_What is needed:_ Starting at the line that contains "phrase -- short brown hair" and ending at the last line of the entries, with both ends included, write those lines out again with the requests included. Scale every coordinate in the answers by 2.5 and round to whole numbers with halves going up; give only these lines.
╭─ Data provided
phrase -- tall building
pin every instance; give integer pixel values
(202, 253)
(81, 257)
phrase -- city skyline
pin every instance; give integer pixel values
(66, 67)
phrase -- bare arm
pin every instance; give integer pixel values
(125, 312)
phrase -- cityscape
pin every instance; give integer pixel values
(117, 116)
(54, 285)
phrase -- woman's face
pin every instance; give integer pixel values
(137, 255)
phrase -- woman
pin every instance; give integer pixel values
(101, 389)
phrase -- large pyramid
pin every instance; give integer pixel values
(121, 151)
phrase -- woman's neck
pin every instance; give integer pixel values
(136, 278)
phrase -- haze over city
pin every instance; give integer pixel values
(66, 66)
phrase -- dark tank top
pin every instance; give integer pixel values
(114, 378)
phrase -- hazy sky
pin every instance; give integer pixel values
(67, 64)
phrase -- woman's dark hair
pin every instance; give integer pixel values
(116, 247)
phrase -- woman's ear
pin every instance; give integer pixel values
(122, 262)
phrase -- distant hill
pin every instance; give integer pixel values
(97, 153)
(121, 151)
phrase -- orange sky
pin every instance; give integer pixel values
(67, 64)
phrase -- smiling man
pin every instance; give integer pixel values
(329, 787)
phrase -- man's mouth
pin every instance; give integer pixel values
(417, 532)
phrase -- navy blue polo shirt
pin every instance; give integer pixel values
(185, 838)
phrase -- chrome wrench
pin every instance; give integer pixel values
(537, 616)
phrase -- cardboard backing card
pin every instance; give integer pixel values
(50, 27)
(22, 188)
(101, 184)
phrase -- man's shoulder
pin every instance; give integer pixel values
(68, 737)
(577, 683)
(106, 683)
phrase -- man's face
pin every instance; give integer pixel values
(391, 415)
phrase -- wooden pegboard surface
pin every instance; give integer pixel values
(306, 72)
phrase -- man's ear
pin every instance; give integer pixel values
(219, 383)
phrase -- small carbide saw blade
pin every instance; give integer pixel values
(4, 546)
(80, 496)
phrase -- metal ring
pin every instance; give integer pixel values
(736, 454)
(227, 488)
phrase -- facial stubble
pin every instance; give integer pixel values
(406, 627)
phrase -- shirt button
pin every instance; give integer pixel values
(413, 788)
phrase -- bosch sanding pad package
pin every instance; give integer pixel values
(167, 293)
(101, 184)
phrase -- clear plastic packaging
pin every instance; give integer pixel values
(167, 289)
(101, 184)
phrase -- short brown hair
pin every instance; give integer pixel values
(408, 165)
╰─
_Result of the exercise:_
phrase -- short brown hair
pin every instance; give integer pixel values
(1020, 413)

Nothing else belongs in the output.